Records to process:
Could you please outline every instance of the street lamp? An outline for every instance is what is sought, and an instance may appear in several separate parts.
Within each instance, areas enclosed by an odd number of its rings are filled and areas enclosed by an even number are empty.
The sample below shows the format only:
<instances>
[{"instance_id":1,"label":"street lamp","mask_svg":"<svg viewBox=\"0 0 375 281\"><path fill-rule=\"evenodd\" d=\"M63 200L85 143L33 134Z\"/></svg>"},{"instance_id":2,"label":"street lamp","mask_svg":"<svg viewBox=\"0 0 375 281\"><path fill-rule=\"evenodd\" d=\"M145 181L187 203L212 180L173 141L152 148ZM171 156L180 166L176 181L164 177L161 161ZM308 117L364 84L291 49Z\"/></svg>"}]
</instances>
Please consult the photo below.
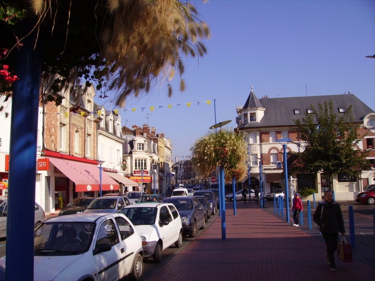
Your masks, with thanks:
<instances>
[{"instance_id":1,"label":"street lamp","mask_svg":"<svg viewBox=\"0 0 375 281\"><path fill-rule=\"evenodd\" d=\"M98 160L98 164L99 165L99 189L100 190L100 197L102 197L102 165L104 163L104 161L101 160Z\"/></svg>"},{"instance_id":2,"label":"street lamp","mask_svg":"<svg viewBox=\"0 0 375 281\"><path fill-rule=\"evenodd\" d=\"M291 142L293 141L292 139L280 139L279 140L276 140L277 142L279 142L280 144L282 144L282 142ZM285 186L285 198L286 200L285 202L286 203L286 208L287 209L287 222L289 222L289 188L288 186L288 163L287 163L287 144L282 144L283 145L283 161L284 164L284 180Z\"/></svg>"}]
</instances>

Your instructions: Update all the items above by replacing "photo" with "image" and keeping every other word unchanged. Leave the pictures out of your answer.

Solution for this problem:
Could you please outline every instance of the street lamp? An outline for every instance is what is sought, and an instance may appear in several separate parts.
Within each instance, areas enclosed by an odd number of its rings are filled and areas enclosed by an even number are empty.
The sample below shows the format only:
<instances>
[{"instance_id":1,"label":"street lamp","mask_svg":"<svg viewBox=\"0 0 375 281\"><path fill-rule=\"evenodd\" d=\"M63 200L85 143L33 134Z\"/></svg>"},{"instance_id":2,"label":"street lamp","mask_svg":"<svg viewBox=\"0 0 375 281\"><path fill-rule=\"evenodd\" d=\"M145 181L187 203L212 180L173 141L152 148ZM171 156L180 166L176 181L164 177L161 161ZM308 117L364 84L291 49Z\"/></svg>"}]
</instances>
Please consult the image below.
Your masks, with thanks:
<instances>
[{"instance_id":1,"label":"street lamp","mask_svg":"<svg viewBox=\"0 0 375 281\"><path fill-rule=\"evenodd\" d=\"M98 160L98 164L99 165L99 189L100 190L100 197L102 197L102 165L104 163L104 161L101 160Z\"/></svg>"},{"instance_id":2,"label":"street lamp","mask_svg":"<svg viewBox=\"0 0 375 281\"><path fill-rule=\"evenodd\" d=\"M291 142L293 141L292 139L280 139L279 140L276 140L277 142L279 142L280 144L282 144L282 142ZM285 186L285 198L286 200L285 202L286 203L286 208L287 209L287 222L289 222L289 188L288 186L288 163L287 163L287 144L282 144L283 145L283 161L284 164L284 180Z\"/></svg>"}]
</instances>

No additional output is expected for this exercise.